Entries from a set of point annotations

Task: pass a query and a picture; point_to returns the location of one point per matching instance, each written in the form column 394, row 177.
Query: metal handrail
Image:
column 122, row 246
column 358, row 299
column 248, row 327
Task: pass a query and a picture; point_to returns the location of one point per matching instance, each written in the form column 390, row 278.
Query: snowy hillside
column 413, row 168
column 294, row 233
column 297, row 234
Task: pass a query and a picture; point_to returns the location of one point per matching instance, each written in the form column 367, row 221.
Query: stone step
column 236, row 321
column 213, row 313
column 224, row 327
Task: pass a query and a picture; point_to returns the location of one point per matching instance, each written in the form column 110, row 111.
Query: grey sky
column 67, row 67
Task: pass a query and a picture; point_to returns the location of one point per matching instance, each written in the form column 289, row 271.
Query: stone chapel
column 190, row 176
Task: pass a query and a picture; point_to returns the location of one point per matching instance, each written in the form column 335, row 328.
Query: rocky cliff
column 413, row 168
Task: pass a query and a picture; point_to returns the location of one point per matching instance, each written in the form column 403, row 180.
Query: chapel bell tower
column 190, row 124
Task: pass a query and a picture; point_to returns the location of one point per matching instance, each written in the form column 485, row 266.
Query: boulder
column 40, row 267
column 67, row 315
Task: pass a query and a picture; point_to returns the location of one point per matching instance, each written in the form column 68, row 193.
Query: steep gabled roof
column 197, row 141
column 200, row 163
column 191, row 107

*WHAT IS REQUIRED*: Reproduce every item above word for word, keeping them in their original order.

*RESULT BELOW*:
Task: pass a query and a picture; point_to returns the location of one point per matching instance, each written in the form column 394, row 177.
Query: metal handrail
Image:
column 122, row 246
column 358, row 299
column 248, row 327
Task: pass a query and a picture; point_to returns the location of one point per matching instance, each written in the form column 390, row 278.
Query: snowy hillside
column 413, row 168
column 294, row 233
column 297, row 234
Task: pass a query and a picture; point_to returns the location of one point per matching instance, each written in the form column 367, row 221.
Query: stone step
column 236, row 321
column 213, row 313
column 224, row 327
Task: pass a query and a picture; point_to returns the location of one point per matching instance, each written in the form column 110, row 111.
Query: grey sky
column 67, row 67
Task: pass a query and a picture; point_to returns the location of one point per matching instance, each written in the form column 289, row 271.
Query: stone chapel
column 190, row 176
Task: pass a query and a picture; point_to returns the location of one point per matching instance, each written in the form column 335, row 328.
Query: rocky cliff
column 413, row 168
Task: pass a query and a picture; point_to returns the location of one point per matching instance, each written in the form column 403, row 180.
Query: chapel bell tower
column 190, row 124
Task: pass a query and a picture; point_to returns the location of one point per matching instance, each written in the form column 485, row 266.
Query: boulder
column 40, row 267
column 67, row 315
Task: pass a query and a picture; point_to returns the location of one point per matching instance, each written in the form column 68, row 193.
Query: steep gabled roof
column 197, row 141
column 200, row 163
column 191, row 107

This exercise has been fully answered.